Render the data below as a Markdown table with the columns Number and Entry, beginning at the line that contains "Can you find the wooden" and stopping after the line that contains "[[79, 72], [23, 58], [147, 74], [236, 65]]". Give each line its own numbered row and leave out blank lines.

> _Given information_
>>>>

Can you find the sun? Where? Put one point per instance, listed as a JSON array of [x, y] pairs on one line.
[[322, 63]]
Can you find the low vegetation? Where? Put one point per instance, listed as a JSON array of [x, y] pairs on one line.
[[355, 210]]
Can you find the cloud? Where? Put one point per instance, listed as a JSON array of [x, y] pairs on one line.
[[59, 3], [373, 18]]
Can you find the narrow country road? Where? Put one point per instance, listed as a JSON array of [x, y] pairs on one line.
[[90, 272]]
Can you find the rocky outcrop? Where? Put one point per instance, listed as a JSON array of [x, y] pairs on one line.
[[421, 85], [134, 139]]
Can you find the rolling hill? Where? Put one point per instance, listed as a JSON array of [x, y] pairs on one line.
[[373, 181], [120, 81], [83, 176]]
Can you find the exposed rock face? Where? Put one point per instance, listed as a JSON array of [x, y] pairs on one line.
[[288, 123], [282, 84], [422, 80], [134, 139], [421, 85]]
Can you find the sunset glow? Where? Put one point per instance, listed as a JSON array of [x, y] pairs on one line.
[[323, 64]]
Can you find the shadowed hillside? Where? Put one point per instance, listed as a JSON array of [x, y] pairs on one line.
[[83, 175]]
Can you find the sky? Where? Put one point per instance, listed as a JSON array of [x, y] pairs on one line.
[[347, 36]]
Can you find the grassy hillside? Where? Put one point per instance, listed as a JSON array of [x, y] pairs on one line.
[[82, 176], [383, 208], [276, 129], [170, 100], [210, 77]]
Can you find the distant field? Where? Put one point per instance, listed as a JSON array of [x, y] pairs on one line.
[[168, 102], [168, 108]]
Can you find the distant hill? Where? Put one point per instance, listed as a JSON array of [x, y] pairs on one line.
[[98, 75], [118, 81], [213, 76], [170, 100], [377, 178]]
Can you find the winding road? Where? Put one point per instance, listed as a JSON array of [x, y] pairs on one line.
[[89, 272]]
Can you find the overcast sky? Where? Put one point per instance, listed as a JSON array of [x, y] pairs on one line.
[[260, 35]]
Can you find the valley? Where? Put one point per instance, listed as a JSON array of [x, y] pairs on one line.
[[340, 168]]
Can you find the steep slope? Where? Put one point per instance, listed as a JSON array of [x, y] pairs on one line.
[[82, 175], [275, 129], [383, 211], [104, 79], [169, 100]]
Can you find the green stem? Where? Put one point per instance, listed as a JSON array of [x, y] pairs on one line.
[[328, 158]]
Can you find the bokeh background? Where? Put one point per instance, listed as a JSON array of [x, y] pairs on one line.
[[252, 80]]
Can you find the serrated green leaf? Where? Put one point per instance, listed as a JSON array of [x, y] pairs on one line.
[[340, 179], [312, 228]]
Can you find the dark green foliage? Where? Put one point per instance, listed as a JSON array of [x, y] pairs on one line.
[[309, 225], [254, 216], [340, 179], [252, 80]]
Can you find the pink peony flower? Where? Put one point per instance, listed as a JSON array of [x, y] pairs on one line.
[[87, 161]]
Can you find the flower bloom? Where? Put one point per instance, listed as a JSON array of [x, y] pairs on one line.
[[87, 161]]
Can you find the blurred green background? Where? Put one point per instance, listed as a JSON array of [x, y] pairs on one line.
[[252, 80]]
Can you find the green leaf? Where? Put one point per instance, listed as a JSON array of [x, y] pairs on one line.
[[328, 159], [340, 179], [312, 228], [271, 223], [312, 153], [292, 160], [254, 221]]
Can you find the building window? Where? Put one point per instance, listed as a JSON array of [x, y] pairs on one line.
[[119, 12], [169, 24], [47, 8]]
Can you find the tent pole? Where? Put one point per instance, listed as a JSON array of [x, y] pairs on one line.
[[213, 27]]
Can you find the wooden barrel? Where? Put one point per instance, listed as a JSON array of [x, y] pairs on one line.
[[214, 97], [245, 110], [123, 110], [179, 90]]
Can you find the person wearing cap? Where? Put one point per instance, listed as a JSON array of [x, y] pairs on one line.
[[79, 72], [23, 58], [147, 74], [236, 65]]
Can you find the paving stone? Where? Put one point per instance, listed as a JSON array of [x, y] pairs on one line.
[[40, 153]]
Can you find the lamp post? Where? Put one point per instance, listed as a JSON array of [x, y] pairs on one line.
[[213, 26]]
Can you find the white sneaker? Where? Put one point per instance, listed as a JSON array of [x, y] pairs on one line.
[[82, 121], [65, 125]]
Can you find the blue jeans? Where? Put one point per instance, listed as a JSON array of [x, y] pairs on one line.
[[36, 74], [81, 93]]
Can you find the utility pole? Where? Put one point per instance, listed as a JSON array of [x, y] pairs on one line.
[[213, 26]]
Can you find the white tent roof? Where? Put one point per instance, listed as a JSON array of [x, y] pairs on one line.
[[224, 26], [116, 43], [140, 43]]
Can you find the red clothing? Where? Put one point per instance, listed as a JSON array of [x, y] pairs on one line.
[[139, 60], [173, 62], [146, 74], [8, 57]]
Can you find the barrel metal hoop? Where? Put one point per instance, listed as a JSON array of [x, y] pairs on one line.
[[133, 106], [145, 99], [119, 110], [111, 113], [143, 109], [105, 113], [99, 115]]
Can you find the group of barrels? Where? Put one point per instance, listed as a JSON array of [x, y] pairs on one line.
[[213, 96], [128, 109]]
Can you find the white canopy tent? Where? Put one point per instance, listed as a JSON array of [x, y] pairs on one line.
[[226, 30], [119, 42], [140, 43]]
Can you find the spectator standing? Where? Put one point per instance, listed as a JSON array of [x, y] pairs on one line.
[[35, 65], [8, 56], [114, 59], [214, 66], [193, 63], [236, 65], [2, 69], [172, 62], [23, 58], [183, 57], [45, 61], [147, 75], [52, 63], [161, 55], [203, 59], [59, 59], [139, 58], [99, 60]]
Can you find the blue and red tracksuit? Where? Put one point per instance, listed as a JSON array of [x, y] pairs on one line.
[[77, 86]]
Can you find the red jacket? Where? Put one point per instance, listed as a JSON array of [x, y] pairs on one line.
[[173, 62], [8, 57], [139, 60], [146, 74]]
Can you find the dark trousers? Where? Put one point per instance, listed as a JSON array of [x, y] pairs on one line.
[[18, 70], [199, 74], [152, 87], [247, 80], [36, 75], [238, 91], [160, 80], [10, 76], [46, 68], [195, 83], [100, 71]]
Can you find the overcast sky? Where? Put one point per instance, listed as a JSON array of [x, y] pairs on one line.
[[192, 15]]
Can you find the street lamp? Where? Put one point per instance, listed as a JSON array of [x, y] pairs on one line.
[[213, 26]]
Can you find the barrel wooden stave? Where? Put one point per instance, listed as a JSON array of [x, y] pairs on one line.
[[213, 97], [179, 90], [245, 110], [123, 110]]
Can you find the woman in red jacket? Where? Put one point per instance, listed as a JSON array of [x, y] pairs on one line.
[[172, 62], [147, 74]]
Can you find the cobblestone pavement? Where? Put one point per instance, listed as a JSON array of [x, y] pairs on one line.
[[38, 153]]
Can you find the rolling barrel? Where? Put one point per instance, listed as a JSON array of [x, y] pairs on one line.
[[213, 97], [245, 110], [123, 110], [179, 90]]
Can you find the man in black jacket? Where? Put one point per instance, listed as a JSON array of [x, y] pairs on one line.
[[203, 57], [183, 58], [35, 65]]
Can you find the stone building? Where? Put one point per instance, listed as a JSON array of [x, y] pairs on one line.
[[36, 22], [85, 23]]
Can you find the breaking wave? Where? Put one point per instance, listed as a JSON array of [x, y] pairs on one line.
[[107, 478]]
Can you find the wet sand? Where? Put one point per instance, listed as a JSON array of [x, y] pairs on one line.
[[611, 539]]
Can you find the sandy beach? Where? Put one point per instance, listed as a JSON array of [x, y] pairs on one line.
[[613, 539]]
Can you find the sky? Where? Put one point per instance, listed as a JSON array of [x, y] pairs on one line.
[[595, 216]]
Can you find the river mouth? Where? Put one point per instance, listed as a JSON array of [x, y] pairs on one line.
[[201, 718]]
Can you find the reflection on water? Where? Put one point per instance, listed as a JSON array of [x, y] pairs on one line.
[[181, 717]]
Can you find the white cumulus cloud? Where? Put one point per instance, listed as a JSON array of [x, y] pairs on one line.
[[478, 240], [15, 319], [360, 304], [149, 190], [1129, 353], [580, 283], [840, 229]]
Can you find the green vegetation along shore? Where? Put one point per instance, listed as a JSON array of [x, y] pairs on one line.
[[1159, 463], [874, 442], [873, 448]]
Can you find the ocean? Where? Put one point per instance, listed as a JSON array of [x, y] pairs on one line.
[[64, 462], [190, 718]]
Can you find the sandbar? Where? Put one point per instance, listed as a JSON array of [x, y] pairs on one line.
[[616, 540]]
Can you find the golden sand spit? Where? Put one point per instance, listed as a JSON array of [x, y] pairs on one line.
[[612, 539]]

<<<<

> _Correct response_
| Number | Entry |
|---|---|
| 1 | Can you find the wooden barrel? Where? Put one point per instance, listed as a JSON array of [x, y] pairs on one line. |
| 2 | [[214, 97], [245, 110], [123, 110], [179, 90]] |
| 3 | Can you find the person wearing cap? Where? Put one point per instance, listed as a JSON array of [x, y] pairs on one line. |
| 4 | [[79, 72], [23, 58], [147, 74], [236, 65]] |